── 抜粋テキスト

きゅうりのデータをgit cloneすると下記のように証明書のエラーとなるので、無視する設定入れる。

xilinx@pynq:~$ git clone https://github.com/workpiles/CUCUMBER-9.git
Cloning into 'CUCUMBER-9'...
fatal: unable to access 'https://github.com/workpiles/CUCUMBER-9.git/': server certificate verification failed. CAfile: /etc/ssl/certs/ca-certificates.crt CRLfile: none

export GIT_SSL_NO_VERIFY=1

学習(推論)データのコピー

git clone https://github.com/workpiles/CUCUMBER-9.git
cd CUCUMBER-9/prototype_1/
tar -zxvf cucumber-9-python.tar.gz

Jupyter notebook上で、Cifar10.ipynbをDuplicate, Renameして編集、下記の通りCucumber9.ipynbを作成して、実行

"4. Launching BNN in hardware" で、FPGAだと正しく0.0016秒程度で推論できてるようです。

────

指示内容 1 » エントリーから「column」という文字列を含む行をすべて抜き出し、そのまま写せ。

── 入力データ

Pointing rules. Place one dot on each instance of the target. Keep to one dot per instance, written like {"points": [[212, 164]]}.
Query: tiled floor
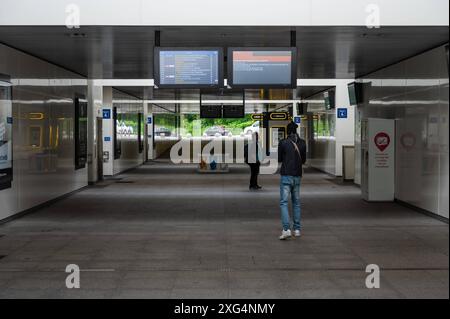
{"points": [[172, 233]]}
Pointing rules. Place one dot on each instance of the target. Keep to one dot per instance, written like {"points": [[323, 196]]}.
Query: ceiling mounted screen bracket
{"points": [[293, 38]]}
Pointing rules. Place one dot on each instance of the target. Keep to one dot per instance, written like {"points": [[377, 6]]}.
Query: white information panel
{"points": [[378, 159]]}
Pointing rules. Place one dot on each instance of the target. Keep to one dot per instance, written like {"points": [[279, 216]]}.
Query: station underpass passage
{"points": [[91, 116], [163, 231]]}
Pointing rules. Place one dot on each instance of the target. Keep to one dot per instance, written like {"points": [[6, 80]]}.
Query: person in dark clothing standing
{"points": [[252, 158], [292, 156]]}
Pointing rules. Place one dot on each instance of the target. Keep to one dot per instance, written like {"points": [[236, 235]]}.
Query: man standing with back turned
{"points": [[291, 155]]}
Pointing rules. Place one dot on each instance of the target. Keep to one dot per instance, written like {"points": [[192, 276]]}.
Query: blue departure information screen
{"points": [[194, 67]]}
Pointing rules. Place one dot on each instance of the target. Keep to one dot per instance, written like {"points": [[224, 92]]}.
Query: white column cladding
{"points": [[345, 126], [294, 109], [108, 131], [95, 97], [149, 119]]}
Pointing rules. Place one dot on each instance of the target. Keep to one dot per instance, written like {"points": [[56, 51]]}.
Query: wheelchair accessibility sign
{"points": [[342, 113]]}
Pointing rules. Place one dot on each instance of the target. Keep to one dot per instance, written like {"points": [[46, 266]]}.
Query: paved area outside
{"points": [[163, 231]]}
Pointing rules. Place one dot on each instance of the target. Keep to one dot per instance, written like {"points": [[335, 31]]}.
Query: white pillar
{"points": [[108, 131], [95, 96], [149, 124]]}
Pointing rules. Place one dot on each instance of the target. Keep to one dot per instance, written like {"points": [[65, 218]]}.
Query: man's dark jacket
{"points": [[289, 157]]}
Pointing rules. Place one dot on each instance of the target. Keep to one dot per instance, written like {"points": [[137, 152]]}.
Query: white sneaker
{"points": [[285, 234]]}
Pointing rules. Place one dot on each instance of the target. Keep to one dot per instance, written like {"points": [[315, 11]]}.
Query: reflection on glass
{"points": [[6, 172]]}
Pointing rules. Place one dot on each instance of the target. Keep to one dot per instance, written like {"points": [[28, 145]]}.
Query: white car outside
{"points": [[252, 128]]}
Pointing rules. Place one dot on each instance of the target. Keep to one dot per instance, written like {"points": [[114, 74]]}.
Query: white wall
{"points": [[41, 173], [231, 12], [327, 152], [130, 157], [415, 93]]}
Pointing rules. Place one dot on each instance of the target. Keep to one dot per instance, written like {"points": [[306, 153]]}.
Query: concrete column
{"points": [[345, 127], [95, 97], [294, 109], [108, 132], [150, 120]]}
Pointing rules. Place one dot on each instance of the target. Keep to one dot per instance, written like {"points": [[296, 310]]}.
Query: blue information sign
{"points": [[106, 114], [342, 113]]}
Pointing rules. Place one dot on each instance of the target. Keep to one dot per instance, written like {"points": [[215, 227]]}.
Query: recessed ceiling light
{"points": [[77, 35]]}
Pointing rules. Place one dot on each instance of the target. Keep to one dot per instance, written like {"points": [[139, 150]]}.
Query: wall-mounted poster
{"points": [[80, 132], [6, 160]]}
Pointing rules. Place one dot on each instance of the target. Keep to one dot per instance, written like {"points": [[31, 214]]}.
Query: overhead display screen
{"points": [[259, 67], [182, 68]]}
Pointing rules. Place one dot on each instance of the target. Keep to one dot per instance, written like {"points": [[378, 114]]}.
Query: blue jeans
{"points": [[290, 185]]}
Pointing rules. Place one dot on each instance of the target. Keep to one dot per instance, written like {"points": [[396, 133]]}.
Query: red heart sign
{"points": [[382, 141]]}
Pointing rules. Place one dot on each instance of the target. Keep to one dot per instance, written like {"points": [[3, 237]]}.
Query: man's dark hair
{"points": [[292, 128]]}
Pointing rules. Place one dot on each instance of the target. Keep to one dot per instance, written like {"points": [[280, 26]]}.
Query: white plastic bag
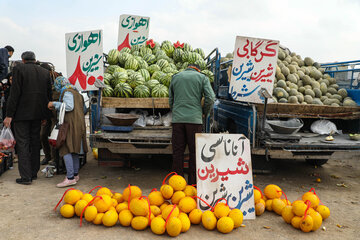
{"points": [[324, 127]]}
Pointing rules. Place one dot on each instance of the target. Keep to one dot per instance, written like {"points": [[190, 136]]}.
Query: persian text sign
{"points": [[84, 59], [223, 170], [133, 30], [253, 68]]}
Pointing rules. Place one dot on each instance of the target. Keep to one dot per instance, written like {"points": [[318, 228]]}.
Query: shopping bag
{"points": [[54, 136], [7, 139]]}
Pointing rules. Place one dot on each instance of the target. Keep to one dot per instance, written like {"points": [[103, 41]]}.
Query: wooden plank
{"points": [[111, 102], [309, 111]]}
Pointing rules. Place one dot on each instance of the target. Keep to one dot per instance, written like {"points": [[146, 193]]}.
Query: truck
{"points": [[251, 120]]}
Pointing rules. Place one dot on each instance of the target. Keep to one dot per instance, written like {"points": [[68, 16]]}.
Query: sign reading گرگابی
{"points": [[84, 59], [253, 68], [133, 30], [223, 170]]}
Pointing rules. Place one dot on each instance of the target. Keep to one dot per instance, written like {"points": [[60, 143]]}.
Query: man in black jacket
{"points": [[26, 107]]}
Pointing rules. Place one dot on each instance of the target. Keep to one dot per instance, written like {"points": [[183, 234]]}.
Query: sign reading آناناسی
{"points": [[133, 30], [84, 59], [253, 68], [224, 172]]}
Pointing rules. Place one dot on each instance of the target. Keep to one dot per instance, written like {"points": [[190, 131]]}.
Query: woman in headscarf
{"points": [[75, 142]]}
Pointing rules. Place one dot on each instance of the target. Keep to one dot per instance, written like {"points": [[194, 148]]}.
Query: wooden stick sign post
{"points": [[254, 67], [223, 170], [84, 59], [133, 30]]}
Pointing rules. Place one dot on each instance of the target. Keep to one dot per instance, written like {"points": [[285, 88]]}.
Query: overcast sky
{"points": [[327, 31]]}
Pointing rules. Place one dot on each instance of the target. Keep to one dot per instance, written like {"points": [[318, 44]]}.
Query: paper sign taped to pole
{"points": [[253, 68], [84, 59], [224, 172], [133, 30]]}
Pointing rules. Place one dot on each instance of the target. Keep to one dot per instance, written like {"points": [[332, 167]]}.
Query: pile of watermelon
{"points": [[146, 71]]}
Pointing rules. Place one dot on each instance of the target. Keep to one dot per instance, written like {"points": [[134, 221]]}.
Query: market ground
{"points": [[26, 212]]}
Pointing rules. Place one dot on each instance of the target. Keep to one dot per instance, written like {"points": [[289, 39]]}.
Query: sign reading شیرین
{"points": [[223, 170], [253, 68], [84, 59]]}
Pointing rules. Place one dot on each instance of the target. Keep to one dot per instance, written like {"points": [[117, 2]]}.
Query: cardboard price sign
{"points": [[223, 170], [253, 68], [84, 59], [133, 30]]}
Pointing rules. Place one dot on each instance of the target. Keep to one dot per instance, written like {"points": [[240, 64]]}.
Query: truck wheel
{"points": [[316, 162]]}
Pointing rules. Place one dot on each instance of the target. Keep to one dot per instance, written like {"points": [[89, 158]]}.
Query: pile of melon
{"points": [[303, 81]]}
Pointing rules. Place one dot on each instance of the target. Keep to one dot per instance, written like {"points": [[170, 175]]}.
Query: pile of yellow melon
{"points": [[305, 214], [172, 209]]}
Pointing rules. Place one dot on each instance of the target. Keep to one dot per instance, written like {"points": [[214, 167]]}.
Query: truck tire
{"points": [[316, 162]]}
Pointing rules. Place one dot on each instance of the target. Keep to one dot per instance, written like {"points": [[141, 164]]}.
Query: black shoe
{"points": [[24, 181]]}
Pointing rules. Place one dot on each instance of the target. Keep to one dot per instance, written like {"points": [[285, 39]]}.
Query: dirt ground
{"points": [[27, 211]]}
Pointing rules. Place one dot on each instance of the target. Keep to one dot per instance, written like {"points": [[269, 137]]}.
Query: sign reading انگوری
{"points": [[133, 30], [224, 172], [253, 68], [84, 59]]}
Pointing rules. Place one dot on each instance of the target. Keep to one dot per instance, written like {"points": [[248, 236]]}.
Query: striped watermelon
{"points": [[123, 57], [141, 91], [209, 74], [157, 75], [177, 55], [144, 50], [135, 80], [143, 64], [107, 91], [125, 49], [166, 79], [113, 56], [123, 90], [162, 63], [201, 63], [200, 51], [152, 83], [132, 63], [160, 91], [187, 47], [112, 68], [149, 58], [168, 49], [153, 68], [145, 73]]}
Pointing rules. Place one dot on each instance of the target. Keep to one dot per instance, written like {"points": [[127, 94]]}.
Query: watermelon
{"points": [[118, 77], [200, 51], [141, 91], [123, 90], [125, 49], [111, 68], [209, 74], [168, 49], [187, 47], [153, 68], [135, 80], [123, 57], [177, 55], [166, 79], [149, 58], [160, 91], [132, 63], [162, 63], [107, 91], [113, 56], [144, 50], [145, 73], [157, 75], [143, 64], [152, 83]]}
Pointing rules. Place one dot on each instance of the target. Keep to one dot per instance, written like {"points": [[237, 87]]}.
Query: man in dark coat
{"points": [[26, 107]]}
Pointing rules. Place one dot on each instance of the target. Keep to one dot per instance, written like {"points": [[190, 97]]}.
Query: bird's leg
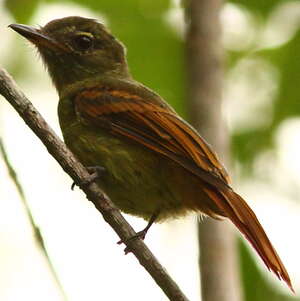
{"points": [[141, 234], [95, 173]]}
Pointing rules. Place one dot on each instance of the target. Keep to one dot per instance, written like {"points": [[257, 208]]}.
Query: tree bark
{"points": [[79, 174], [218, 252]]}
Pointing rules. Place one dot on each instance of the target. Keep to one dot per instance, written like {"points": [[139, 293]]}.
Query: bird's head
{"points": [[76, 49]]}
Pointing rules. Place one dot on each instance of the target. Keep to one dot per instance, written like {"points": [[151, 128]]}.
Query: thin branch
{"points": [[79, 174], [36, 230]]}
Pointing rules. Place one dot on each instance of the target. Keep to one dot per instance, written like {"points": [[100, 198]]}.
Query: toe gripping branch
{"points": [[95, 173]]}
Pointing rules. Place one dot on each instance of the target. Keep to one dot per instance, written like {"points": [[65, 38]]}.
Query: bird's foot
{"points": [[95, 173], [139, 235]]}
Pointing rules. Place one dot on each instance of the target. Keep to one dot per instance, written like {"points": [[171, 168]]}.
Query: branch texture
{"points": [[79, 174]]}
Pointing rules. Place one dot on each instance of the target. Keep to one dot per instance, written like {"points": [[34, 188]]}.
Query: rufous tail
{"points": [[238, 211]]}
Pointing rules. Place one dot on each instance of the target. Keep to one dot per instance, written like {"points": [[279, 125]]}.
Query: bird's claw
{"points": [[95, 173], [141, 235]]}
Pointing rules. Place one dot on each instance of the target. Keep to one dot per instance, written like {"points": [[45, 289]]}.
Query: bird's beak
{"points": [[37, 37]]}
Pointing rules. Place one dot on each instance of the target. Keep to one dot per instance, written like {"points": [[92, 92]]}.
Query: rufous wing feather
{"points": [[159, 129], [238, 211]]}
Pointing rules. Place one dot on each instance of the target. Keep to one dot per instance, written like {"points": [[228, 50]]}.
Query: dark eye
{"points": [[83, 42]]}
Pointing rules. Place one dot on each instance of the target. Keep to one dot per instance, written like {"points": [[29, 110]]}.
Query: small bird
{"points": [[156, 165]]}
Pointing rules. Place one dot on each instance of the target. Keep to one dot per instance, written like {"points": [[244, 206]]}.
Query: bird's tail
{"points": [[237, 210]]}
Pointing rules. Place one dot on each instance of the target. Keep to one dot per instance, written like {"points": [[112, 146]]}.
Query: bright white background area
{"points": [[90, 265]]}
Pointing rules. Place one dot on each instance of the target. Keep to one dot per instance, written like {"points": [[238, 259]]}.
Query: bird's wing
{"points": [[154, 126], [158, 128]]}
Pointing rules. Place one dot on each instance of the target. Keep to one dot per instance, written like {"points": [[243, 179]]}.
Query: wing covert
{"points": [[154, 126]]}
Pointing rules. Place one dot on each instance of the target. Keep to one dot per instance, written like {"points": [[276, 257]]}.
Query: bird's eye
{"points": [[83, 42]]}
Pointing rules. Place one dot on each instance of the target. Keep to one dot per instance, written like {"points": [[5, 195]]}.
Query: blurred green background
{"points": [[261, 107]]}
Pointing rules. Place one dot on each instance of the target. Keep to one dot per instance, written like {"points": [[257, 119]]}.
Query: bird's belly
{"points": [[135, 178]]}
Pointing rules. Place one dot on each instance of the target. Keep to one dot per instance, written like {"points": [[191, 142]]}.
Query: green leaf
{"points": [[259, 7]]}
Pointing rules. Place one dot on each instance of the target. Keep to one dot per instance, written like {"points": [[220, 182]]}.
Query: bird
{"points": [[154, 164]]}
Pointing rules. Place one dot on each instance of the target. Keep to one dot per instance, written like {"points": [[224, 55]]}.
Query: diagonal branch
{"points": [[79, 174]]}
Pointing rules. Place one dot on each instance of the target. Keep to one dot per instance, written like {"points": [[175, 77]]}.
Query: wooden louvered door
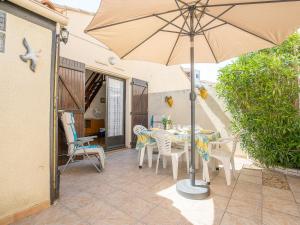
{"points": [[71, 93], [139, 106]]}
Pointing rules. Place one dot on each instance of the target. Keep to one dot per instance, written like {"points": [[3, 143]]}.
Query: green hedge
{"points": [[261, 92]]}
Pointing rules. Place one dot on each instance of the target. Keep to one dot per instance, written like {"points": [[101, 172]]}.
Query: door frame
{"points": [[124, 113], [141, 83]]}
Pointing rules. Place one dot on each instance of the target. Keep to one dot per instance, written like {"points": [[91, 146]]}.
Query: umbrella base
{"points": [[197, 192]]}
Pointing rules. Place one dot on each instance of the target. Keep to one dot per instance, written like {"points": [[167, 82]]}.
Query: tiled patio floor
{"points": [[124, 194]]}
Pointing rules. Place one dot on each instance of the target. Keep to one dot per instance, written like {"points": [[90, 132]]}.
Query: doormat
{"points": [[275, 180]]}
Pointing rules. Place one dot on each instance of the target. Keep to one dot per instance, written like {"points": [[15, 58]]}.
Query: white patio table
{"points": [[183, 137]]}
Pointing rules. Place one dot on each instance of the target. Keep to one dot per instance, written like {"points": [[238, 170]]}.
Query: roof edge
{"points": [[42, 10]]}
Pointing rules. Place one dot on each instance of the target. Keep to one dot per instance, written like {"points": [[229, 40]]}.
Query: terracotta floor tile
{"points": [[126, 195], [248, 210], [230, 219], [222, 190], [250, 178], [249, 187], [252, 172], [137, 207], [163, 216], [278, 193], [288, 207], [271, 217], [242, 195]]}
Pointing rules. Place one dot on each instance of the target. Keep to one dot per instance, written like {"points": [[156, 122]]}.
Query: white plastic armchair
{"points": [[164, 144], [138, 130], [219, 151], [80, 145]]}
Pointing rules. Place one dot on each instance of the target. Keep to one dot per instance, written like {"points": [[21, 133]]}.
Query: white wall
{"points": [[25, 119], [83, 48], [96, 104]]}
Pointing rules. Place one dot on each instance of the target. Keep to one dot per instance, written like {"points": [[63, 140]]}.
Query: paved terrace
{"points": [[126, 195]]}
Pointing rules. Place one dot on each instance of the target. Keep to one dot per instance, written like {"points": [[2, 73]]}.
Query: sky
{"points": [[208, 72]]}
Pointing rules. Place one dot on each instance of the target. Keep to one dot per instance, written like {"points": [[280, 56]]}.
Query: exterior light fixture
{"points": [[112, 60], [64, 35]]}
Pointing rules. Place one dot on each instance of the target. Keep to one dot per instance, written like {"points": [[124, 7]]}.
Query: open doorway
{"points": [[104, 114], [97, 101], [95, 106]]}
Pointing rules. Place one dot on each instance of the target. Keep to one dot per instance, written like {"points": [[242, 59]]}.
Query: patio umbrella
{"points": [[192, 31]]}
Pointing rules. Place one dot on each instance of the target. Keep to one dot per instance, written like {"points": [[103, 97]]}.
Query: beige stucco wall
{"points": [[83, 48], [96, 104], [25, 119]]}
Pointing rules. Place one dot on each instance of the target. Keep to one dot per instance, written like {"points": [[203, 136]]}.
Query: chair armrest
{"points": [[87, 138], [221, 141], [79, 142]]}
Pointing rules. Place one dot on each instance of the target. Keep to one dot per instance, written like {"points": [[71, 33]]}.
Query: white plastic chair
{"points": [[218, 150], [80, 146], [138, 130], [164, 144]]}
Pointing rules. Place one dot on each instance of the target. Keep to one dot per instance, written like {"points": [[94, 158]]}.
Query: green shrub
{"points": [[261, 91]]}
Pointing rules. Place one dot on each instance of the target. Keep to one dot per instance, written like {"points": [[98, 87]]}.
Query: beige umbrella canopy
{"points": [[182, 31], [157, 31]]}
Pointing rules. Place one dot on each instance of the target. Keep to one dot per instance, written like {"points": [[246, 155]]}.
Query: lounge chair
{"points": [[80, 146]]}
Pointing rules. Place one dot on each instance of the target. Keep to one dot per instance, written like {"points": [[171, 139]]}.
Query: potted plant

────

指示内容 2 » 抜粋テキストに出てくるシェルコマンドを、重複を除いてすべて挙げよ。

出力結果 1 »
Query: white column cladding
Query: concrete column

出力結果 2 »
- git clone https://github.com/workpiles/CUCUMBER-9.git
- export GIT_SSL_NO_VERIFY=1
- cd CUCUMBER-9/prototype_1/
- tar -zxvf cucumber-9-python.tar.gz